• SOURCE:
========================================

We study large-scale winds driven from uniformly bright self-gravitating disks radiating near the Eddington limit .
We show that the ratio of the radiation pressure force to the gravitational force increases with height to a maximum of twice its value at the disk surface .
Thus , uniformly bright self-gravitating disks radiating at the Eddington limit are fundamentally unstable to driving large-scale winds .
These results contrast with the spherically symmetric case , where super-Eddington luminosities are required for wind formation .
We apply this theory to galactic winds from starburst galaxies that approach the Eddington limit for dust .
For hydrodynamically coupled gas and dust , we find that the asymptotic velocity of the wind is v _ { \infty } \simeq 3 \langle v _ { rot } \rangle and that v _ { \infty } \propto { SFR } ^ { 0.36 } , where \langle v _ { rot } \rangle is the mean disk rotation velocity and SFR is the star formation rate , both of which are in agreement with observations .
However , these results of the model neglect the gravitational potential of the surrounding dark matter halo and a ( potentially massive ) old stellar bulge , which both act to decrease v _ { \infty } .

========================================

• WHAT IS ASKED:
a) From the abstract on radiation-driven disk winds, list every physical quantity that the sentence beginning "For hydrodynamically coupled gas and dust" relates to another.
b) Please carry on the abstract on radiation-driven disk winds, starting after its final sentence.

• DATA LINES:
========================================

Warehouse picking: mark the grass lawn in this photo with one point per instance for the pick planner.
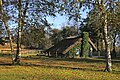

========================================

• TASK ANSWERS:
a)
- The asymptotic velocity of the wind (v_∞)
- The mean disk rotation velocity (⟨v_rot⟩)
- The star formation rate (SFR)

b)
A more realistic treatment shows that the flow can either be unbound , or bound , forming a ‘ ‘ fountain flow ’ ’ with a typical turning timescale of t _ { turn } \sim 0.1 - 1 Gyr , depending on the ratio of the mass and radius of the starburst disk relative to the total mass and break ( or scale ) radius of the dark matter halo or bulge .
We provide quantitative criteria and scaling relations for assessing whether or not a starburst of given properties can drive unbound flows via the mechanism described in this paper .
Importantly , we note that because t _ { turn } is longer than the star formation timescale ( gas mass/star formation rate ) in the starbursts and ultra-luminous infrared galaxies for which our theory is most applicable , if starbursts are selected as such , they may be observed to have strong outflows along the line of sight with a maximum velocity v _ { max } comparable to \sim 3 \langle v _ { rot } \rangle , even though their winds are in fact bound on large scales .